= QUÉ SE PIDE =
Reproduce sin ningún cambio todas las líneas que siguen, de la primera a la última.

Entradas de anotación de coordenadas
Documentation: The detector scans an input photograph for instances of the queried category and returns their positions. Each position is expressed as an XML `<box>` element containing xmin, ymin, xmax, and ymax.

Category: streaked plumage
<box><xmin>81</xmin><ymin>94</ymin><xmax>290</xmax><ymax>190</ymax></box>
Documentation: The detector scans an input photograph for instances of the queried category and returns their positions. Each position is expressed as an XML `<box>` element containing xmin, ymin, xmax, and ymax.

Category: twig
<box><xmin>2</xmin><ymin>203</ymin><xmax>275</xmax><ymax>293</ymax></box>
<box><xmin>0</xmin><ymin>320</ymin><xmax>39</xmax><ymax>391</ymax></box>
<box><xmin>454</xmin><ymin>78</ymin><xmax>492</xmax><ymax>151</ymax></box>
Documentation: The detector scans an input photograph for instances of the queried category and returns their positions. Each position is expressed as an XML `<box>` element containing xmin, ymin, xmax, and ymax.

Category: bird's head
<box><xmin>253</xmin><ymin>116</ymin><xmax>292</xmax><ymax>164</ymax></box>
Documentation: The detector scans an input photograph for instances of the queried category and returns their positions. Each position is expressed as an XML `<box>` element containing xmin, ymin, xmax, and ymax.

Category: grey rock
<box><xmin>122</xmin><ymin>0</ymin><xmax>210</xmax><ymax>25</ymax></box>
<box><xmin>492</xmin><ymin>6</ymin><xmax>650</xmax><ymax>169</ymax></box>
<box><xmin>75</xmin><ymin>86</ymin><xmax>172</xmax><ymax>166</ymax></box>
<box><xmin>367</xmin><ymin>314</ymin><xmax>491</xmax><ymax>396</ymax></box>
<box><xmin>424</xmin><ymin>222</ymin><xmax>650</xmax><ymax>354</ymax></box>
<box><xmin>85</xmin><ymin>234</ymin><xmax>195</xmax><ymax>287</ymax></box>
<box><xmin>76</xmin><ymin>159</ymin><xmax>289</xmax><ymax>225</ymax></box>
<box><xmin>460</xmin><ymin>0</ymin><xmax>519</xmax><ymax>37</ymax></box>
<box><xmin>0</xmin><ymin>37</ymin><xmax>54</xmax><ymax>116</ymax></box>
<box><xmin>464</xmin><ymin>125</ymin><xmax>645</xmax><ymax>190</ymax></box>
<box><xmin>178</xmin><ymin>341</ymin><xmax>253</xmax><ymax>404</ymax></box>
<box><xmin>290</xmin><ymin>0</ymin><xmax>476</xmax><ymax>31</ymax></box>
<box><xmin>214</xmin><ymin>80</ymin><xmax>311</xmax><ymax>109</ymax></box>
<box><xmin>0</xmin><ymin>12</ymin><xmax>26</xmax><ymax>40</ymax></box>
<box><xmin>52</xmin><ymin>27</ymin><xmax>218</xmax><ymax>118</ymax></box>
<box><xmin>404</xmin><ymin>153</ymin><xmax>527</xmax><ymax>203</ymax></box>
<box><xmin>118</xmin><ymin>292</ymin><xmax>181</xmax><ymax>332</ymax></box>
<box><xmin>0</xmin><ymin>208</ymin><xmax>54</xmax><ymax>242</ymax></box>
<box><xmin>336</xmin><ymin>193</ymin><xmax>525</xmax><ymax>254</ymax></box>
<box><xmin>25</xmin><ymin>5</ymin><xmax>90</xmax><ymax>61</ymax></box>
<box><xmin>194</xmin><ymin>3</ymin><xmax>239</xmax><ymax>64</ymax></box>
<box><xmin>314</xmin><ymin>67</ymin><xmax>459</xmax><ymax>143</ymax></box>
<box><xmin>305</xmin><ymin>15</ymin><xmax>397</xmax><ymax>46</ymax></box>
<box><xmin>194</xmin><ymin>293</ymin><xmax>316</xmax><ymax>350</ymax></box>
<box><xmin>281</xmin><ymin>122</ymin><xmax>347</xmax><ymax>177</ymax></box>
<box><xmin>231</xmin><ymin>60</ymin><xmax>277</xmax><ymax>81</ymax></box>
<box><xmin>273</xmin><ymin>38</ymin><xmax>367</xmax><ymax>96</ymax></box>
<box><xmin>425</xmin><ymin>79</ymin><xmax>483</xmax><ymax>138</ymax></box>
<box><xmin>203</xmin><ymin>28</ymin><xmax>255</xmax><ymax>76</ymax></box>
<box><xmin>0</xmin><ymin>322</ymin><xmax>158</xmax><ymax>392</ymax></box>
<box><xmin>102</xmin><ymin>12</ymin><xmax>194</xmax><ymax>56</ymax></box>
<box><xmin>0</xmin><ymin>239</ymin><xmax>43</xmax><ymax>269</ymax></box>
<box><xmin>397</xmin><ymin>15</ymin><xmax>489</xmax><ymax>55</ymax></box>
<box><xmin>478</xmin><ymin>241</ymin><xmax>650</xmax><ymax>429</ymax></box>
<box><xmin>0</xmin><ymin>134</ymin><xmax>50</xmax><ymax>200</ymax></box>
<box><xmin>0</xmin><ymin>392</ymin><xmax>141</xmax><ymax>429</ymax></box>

= RESULTADO COMPLETO =
Documentation: The detector scans an input photograph for instances of the queried category and returns their positions. Each position is expressed as an XML `<box>` element containing xmin, ymin, xmax, and ymax.

Category: streaked plumage
<box><xmin>81</xmin><ymin>94</ymin><xmax>290</xmax><ymax>190</ymax></box>
Documentation: The detector scans an input photograph for instances of the queried category and returns their positions. Each position is expressed as an XML `<box>` element containing xmin, ymin, xmax, and ymax.

Category: twig
<box><xmin>2</xmin><ymin>203</ymin><xmax>275</xmax><ymax>293</ymax></box>
<box><xmin>0</xmin><ymin>320</ymin><xmax>39</xmax><ymax>391</ymax></box>
<box><xmin>454</xmin><ymin>78</ymin><xmax>492</xmax><ymax>151</ymax></box>
Documentation: The detector scans an input photograph for instances of the queried category and returns their positions. Each position is expressed as an XML `<box>` element containing xmin, ymin, xmax, and ymax.

Category: bird's head
<box><xmin>253</xmin><ymin>116</ymin><xmax>292</xmax><ymax>164</ymax></box>
Documentation: The detector scans an input photograph for instances of the queried category and returns their positions. Each position is expressed as an XML `<box>` element containing xmin, ymin, xmax, and ymax.

Category: grey rock
<box><xmin>122</xmin><ymin>0</ymin><xmax>210</xmax><ymax>25</ymax></box>
<box><xmin>492</xmin><ymin>6</ymin><xmax>650</xmax><ymax>169</ymax></box>
<box><xmin>75</xmin><ymin>86</ymin><xmax>172</xmax><ymax>166</ymax></box>
<box><xmin>367</xmin><ymin>314</ymin><xmax>491</xmax><ymax>396</ymax></box>
<box><xmin>424</xmin><ymin>222</ymin><xmax>650</xmax><ymax>354</ymax></box>
<box><xmin>85</xmin><ymin>234</ymin><xmax>195</xmax><ymax>287</ymax></box>
<box><xmin>76</xmin><ymin>159</ymin><xmax>289</xmax><ymax>225</ymax></box>
<box><xmin>460</xmin><ymin>0</ymin><xmax>519</xmax><ymax>37</ymax></box>
<box><xmin>0</xmin><ymin>37</ymin><xmax>54</xmax><ymax>116</ymax></box>
<box><xmin>464</xmin><ymin>125</ymin><xmax>645</xmax><ymax>190</ymax></box>
<box><xmin>178</xmin><ymin>341</ymin><xmax>253</xmax><ymax>404</ymax></box>
<box><xmin>290</xmin><ymin>0</ymin><xmax>476</xmax><ymax>31</ymax></box>
<box><xmin>214</xmin><ymin>80</ymin><xmax>311</xmax><ymax>109</ymax></box>
<box><xmin>0</xmin><ymin>12</ymin><xmax>26</xmax><ymax>40</ymax></box>
<box><xmin>52</xmin><ymin>27</ymin><xmax>218</xmax><ymax>118</ymax></box>
<box><xmin>404</xmin><ymin>153</ymin><xmax>527</xmax><ymax>203</ymax></box>
<box><xmin>118</xmin><ymin>292</ymin><xmax>181</xmax><ymax>332</ymax></box>
<box><xmin>0</xmin><ymin>208</ymin><xmax>54</xmax><ymax>242</ymax></box>
<box><xmin>336</xmin><ymin>193</ymin><xmax>525</xmax><ymax>254</ymax></box>
<box><xmin>25</xmin><ymin>5</ymin><xmax>90</xmax><ymax>61</ymax></box>
<box><xmin>194</xmin><ymin>3</ymin><xmax>239</xmax><ymax>64</ymax></box>
<box><xmin>314</xmin><ymin>67</ymin><xmax>459</xmax><ymax>143</ymax></box>
<box><xmin>305</xmin><ymin>15</ymin><xmax>397</xmax><ymax>46</ymax></box>
<box><xmin>194</xmin><ymin>293</ymin><xmax>316</xmax><ymax>350</ymax></box>
<box><xmin>281</xmin><ymin>122</ymin><xmax>347</xmax><ymax>177</ymax></box>
<box><xmin>231</xmin><ymin>60</ymin><xmax>277</xmax><ymax>81</ymax></box>
<box><xmin>273</xmin><ymin>38</ymin><xmax>367</xmax><ymax>96</ymax></box>
<box><xmin>425</xmin><ymin>79</ymin><xmax>483</xmax><ymax>138</ymax></box>
<box><xmin>203</xmin><ymin>28</ymin><xmax>255</xmax><ymax>76</ymax></box>
<box><xmin>0</xmin><ymin>322</ymin><xmax>158</xmax><ymax>392</ymax></box>
<box><xmin>102</xmin><ymin>12</ymin><xmax>194</xmax><ymax>56</ymax></box>
<box><xmin>0</xmin><ymin>239</ymin><xmax>43</xmax><ymax>269</ymax></box>
<box><xmin>397</xmin><ymin>15</ymin><xmax>489</xmax><ymax>55</ymax></box>
<box><xmin>478</xmin><ymin>241</ymin><xmax>650</xmax><ymax>429</ymax></box>
<box><xmin>0</xmin><ymin>134</ymin><xmax>50</xmax><ymax>200</ymax></box>
<box><xmin>0</xmin><ymin>392</ymin><xmax>141</xmax><ymax>429</ymax></box>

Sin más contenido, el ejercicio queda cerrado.